Passage given >>
St. Thomas Aquinas rendering


SCORA’s achievements:

Through consultation with the town councilors, committees, planning department, and developers SCORA has been successful in impacting the outcome of development in this area since its inception in 2008:

  1.  Saving mature treed facade along Lakeshore between Holyrood Avenue and Dorval DriveSTA

  2. Saving the small woods on Lakeshore Road opposite Holyrood Avenue -  a treasured asset of our area. SCORA was nominated for a Conservation Halton 2010 Conservation Award of Excellence for saving this “small forest”.

  3. SCORA protests against the HCDSB application for sports field lighting at St. Thomas Aquinas School resulted in the Town of Oakville undertaking a study of their policies for lighting sports fields both in established areas as well as in greenfield applications for their new community parks.

        1. This study resulted in the town implemented a progressive by-law for lighting of sports fields in established residential neighbourhoods that restricts the amount of light trespass onto adjacent properties according to realistic methods of measurement and if a field application can meet these standards they are still subject to a curfew that limiting their use to 9pm Monday to Friday and no weekend use.   Town passed By-law # 2010-070

        2. It was SCORA’s research that led to the adoption of revised testing methods of light trespass onto adjacent properties and the LEED standards in this new by-law.
        3.  Other fields at schools and parks in established neighbourhoods across Oakville are protected by this new by-law.  For example our efforts helped the neighbours of St. Ignatius of Loyola SS, who were similarly threatened with field lights on their newly installed artificial field. 

  4. DND Property: SCORA helped to retain the low density status of the 16 acre DND properties in the town’s new official plan Livable Oakville. The objective was to ensure hi-density hi-rise development did not cross west of Dorval Drive.  The result is designation for Low Density Residential single family homes with a small allocation of townhouse format along Dorval.  This format will not set a precedence for other general development since this was stated as a special development property in the OP.

  5. Area development monitoring:
    Read more about these developments in the Development section of this website
      • DND property now owned by Canada Lands Corporation (CLC)
      • Maurice-Garden-Dorval area
      • 394 Lakeshore Road W. lakefront estate development.

  6. Livable Oakville Official Plan development
    SCORA participated in the 2009 revision of the official planning guidelines for Oakville last reviewed in 1983.  While consideration was all encompassing of the plan, SCORA’s primary effort was directed to the zoning of the DND lands which were designated in a special development category by the town.  SCORA was successful in ensuring it would remain low-rise residential.

Note of praise and thanks to the town:

 SCORA would like to thank the town council, planning department and staff for their assistance over the past couple of years in relation to development issues impacting our area.  We have been most impressed with the increasing level of professionalism in the planning areas as a result of the Livable Oakville Plan.  We would particularly like to thank Mayor Burton and Ward 2 Councillor Cathy Duddeck for their ready access and counsel and for their sensitivity to Livable Oakville’s commitment that new development should not deteriorate the character of the established community.  It is this level of commitment that will ensure our area will remain one of Oakville’s most Livable areas for years to come.

Stated goal 1 >> Recast the lines of the entries that follow as a Markdown table with the columns "Row" and "Line", numbering each row and omitting blank lines.

Data >>
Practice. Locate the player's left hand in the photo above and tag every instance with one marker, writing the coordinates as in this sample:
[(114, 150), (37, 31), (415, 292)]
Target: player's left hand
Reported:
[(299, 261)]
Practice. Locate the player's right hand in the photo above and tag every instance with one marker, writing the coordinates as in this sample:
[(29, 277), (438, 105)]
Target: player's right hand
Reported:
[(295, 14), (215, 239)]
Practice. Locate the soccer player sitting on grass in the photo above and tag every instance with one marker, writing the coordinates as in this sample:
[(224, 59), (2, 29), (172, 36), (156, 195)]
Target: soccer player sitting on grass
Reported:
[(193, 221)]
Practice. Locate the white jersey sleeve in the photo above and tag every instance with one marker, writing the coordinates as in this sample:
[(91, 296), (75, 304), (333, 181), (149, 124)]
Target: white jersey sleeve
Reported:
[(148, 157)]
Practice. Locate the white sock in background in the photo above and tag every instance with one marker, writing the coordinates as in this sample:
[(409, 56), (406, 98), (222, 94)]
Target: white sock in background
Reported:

Stated goal 2 >> Reproduce the SCORA passage above word for word, starting at "3. SCORA protests" and ending at "new community parks.".

Exercise answer 1 >>
| Row | Line |
|---|---|
| 1 | Practice. Locate the player's left hand in the photo above and tag every instance with one marker, writing the coordinates as in this sample: |
| 2 | [(114, 150), (37, 31), (415, 292)] |
| 3 | Target: player's left hand |
| 4 | Reported: |
| 5 | [(299, 261)] |
| 6 | Practice. Locate the player's right hand in the photo above and tag every instance with one marker, writing the coordinates as in this sample: |
| 7 | [(29, 277), (438, 105)] |
| 8 | Target: player's right hand |
| 9 | Reported: |
| 10 | [(295, 14), (215, 239)] |
| 11 | Practice. Locate the soccer player sitting on grass in the photo above and tag every instance with one marker, writing the coordinates as in this sample: |
| 12 | [(224, 59), (2, 29), (172, 36), (156, 195)] |
| 13 | Target: soccer player sitting on grass |
| 14 | Reported: |
| 15 | [(193, 221)] |
| 16 | Practice. Locate the white jersey sleeve in the photo above and tag every instance with one marker, writing the coordinates as in this sample: |
| 17 | [(91, 296), (75, 304), (333, 181), (149, 124)] |
| 18 | Target: white jersey sleeve |
| 19 | Reported: |
| 20 | [(148, 157)] |
| 21 | Practice. Locate the white sock in background in the photo above and tag every instance with one marker, writing the coordinates as in this sample: |
| 22 | [(409, 56), (406, 98), (222, 94)] |
| 23 | Target: white sock in background |
| 24 | Reported: |

Exercise answer 2 >>
3. SCORA protests against the HCDSB application for sports field lighting at St. Thomas Aquinas School resulted in the Town of Oakville undertaking a study of their policies for lighting sports fields both in established areas as well as in greenfield applications for their new community parks.